Data records >>
···

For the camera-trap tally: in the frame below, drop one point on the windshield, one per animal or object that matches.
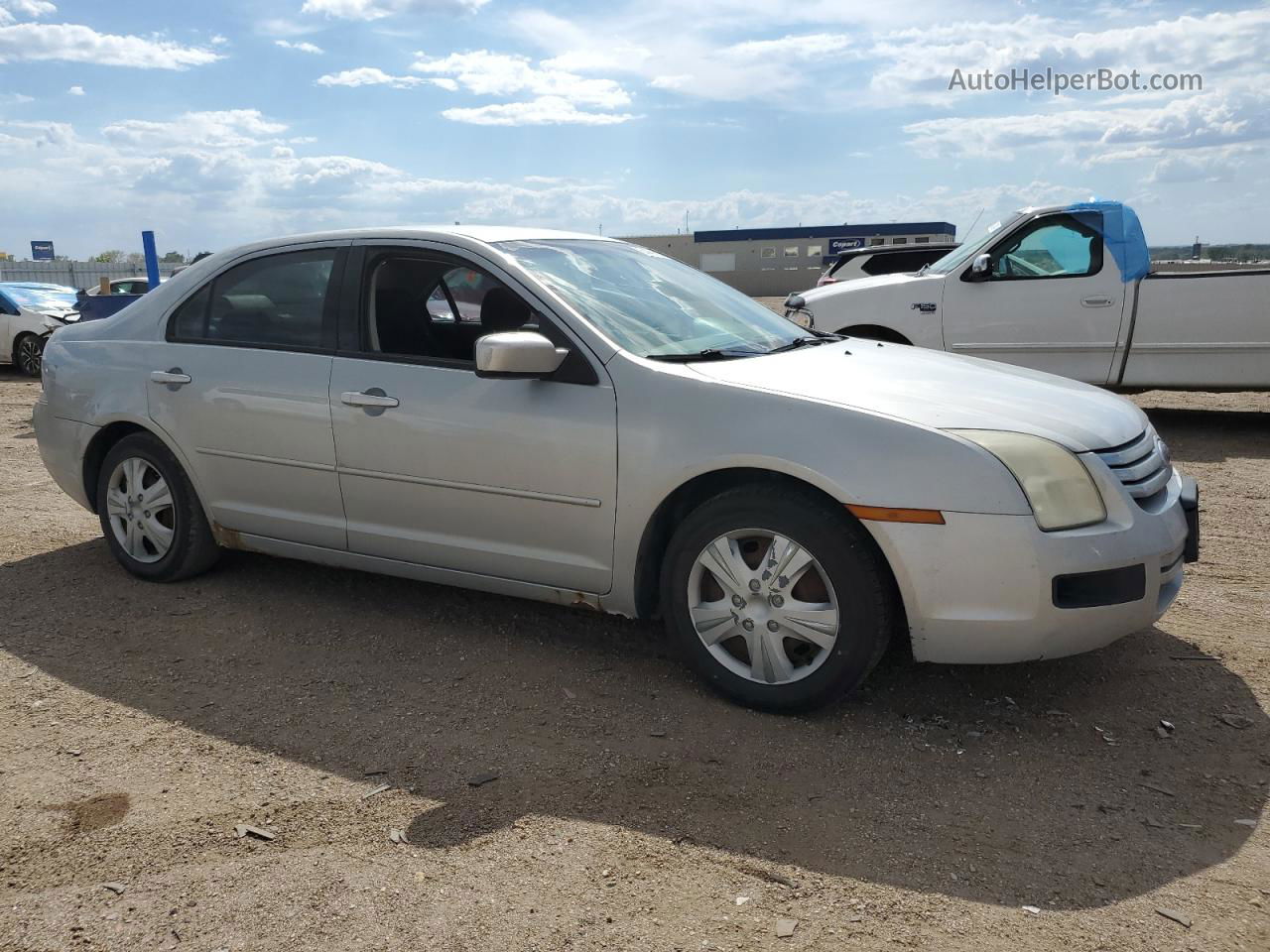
(51, 298)
(648, 303)
(968, 250)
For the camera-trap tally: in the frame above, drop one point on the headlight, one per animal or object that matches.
(1058, 486)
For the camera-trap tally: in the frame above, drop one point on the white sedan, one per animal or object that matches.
(621, 431)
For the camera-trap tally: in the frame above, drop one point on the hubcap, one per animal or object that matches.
(763, 606)
(141, 509)
(30, 352)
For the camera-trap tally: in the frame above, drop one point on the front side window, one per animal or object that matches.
(280, 301)
(1057, 246)
(649, 303)
(431, 309)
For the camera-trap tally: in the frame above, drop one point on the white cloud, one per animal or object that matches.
(379, 9)
(303, 48)
(227, 128)
(502, 73)
(220, 178)
(76, 44)
(372, 76)
(1197, 122)
(812, 46)
(543, 111)
(915, 64)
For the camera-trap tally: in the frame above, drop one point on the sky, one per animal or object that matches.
(216, 123)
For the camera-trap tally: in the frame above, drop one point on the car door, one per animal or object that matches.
(241, 382)
(8, 311)
(515, 479)
(1052, 299)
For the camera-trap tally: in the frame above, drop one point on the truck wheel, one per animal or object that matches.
(779, 601)
(28, 349)
(150, 515)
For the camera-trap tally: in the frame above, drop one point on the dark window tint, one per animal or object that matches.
(190, 320)
(275, 301)
(432, 309)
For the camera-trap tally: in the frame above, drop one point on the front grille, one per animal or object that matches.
(1142, 465)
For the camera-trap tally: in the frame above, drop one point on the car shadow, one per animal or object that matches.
(1049, 782)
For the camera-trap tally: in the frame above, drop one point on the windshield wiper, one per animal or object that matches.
(807, 341)
(710, 353)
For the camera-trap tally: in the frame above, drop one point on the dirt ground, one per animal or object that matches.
(631, 810)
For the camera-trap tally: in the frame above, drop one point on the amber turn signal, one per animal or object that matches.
(881, 513)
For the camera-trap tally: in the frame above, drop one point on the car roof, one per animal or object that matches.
(481, 234)
(897, 249)
(36, 285)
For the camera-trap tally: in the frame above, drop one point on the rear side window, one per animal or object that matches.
(281, 301)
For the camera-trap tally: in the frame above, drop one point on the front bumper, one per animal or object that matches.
(983, 589)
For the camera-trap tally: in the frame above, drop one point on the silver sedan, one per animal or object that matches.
(581, 420)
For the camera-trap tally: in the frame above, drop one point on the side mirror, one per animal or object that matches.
(517, 354)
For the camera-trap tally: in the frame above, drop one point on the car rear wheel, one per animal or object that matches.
(150, 515)
(28, 350)
(779, 601)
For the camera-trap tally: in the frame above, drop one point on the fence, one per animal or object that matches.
(76, 275)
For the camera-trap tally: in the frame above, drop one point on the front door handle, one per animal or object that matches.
(368, 398)
(173, 379)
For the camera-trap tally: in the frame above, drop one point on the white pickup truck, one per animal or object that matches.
(1066, 290)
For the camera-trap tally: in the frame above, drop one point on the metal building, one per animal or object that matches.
(774, 262)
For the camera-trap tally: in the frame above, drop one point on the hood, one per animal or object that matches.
(876, 281)
(943, 391)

···

What you are asked to do >>
Output the listing above exactly, excluding all pictures.

Reply >>
For the camera-trap tally: in the frame below, drop one point on the windshield, one per animal or object that matches.
(51, 298)
(648, 303)
(968, 250)
For the camera-trap tally: in the frame above, drop one point on the headlight, one per animal or object that matches.
(1058, 486)
For the camera-trap tally: in the frame above, drop one point on the white sedan, one per animal or object that matches.
(621, 431)
For the camera-trap tally: in the frame above, drop one point on the hubcap, one per animal or object that matches.
(763, 606)
(141, 509)
(30, 352)
For the camera-trap tally: in the frame above, drop one point on the front side window, one per animal or object that matches.
(280, 301)
(1057, 246)
(649, 303)
(431, 309)
For the camera-trap tally: in the frame above, drop one point on the white cloud, one per animal or object that matches.
(379, 9)
(303, 48)
(227, 128)
(502, 73)
(220, 178)
(76, 44)
(372, 76)
(1197, 122)
(812, 46)
(543, 111)
(915, 64)
For the camera-trap tally: in the frame above, drop one point on the sky, one per animal or object that matches.
(216, 123)
For the camera-trap tally: in the frame above, drop one point on the car door, one per animal or object that matches.
(241, 382)
(8, 311)
(515, 479)
(1052, 299)
For the camera-trap tally: in the frame above, drop one point on the truck wheel, one per animal or object that matches.
(779, 601)
(28, 349)
(150, 515)
For the camera-trap tally: in the frame above, drop one point on the dark window tint, one per animal or object that matches.
(190, 320)
(275, 301)
(432, 309)
For the camera-trap tally: in the frame above, drop one point on the front grille, one per animal or object that matches.
(1142, 465)
For the camera-trap tally: in the frame above, drop one point on the car shadow, one per animal or object that matches.
(1049, 782)
For the camera-trap tally: in the frame above, drop one point on the windshield wiper, one per animal or object that matches.
(807, 341)
(710, 353)
For the camera-trap tally: in the frame above, drop one point on the dirt ground, one per animal or object that matches.
(631, 810)
For the camera-trap tally: in the frame above, drop one point on the amber turn signal, one per animal or object that matches.
(881, 513)
For the camera-trap tally: in the frame above, drop one point on the car roof, one per animal or object that matches.
(481, 234)
(897, 249)
(36, 285)
For the camera-trap tally: in the frame above, drop one point on the rear side window, one per animal or object that matches.
(281, 301)
For the camera-trap tally: in the frame above, drop one point on the front bumper, one per animal or object that matches.
(983, 589)
For the camera-trap tally: in the frame above, drop one point on the silver sedan, one per animal or object that matches.
(581, 420)
For the camera-trap tally: in the frame above, drop one point on the side mirror, one per animal or object that matches.
(517, 354)
For the camera-trap tally: in the frame above, drop one point on the car rear wheel, one per animal or object that matches.
(150, 515)
(28, 350)
(779, 601)
For the camera-trap tally: in the frame above, drop one point on the fence, one per animal or object that matches.
(76, 275)
For the camera-trap tally: in the frame above, drop one point on the front door handle, one per animal or object that matches.
(368, 398)
(173, 379)
For the camera-trap tally: in the frame above, drop one point on the white pickup truck, one per animal or object that matches.
(1066, 290)
For the camera-trap tally: in the frame above, drop one point on the metal building, one per animal or object that matches.
(774, 262)
For the camera-trap tally: in the frame above, drop one point on the hood, one per animal or object that matches.
(876, 281)
(943, 391)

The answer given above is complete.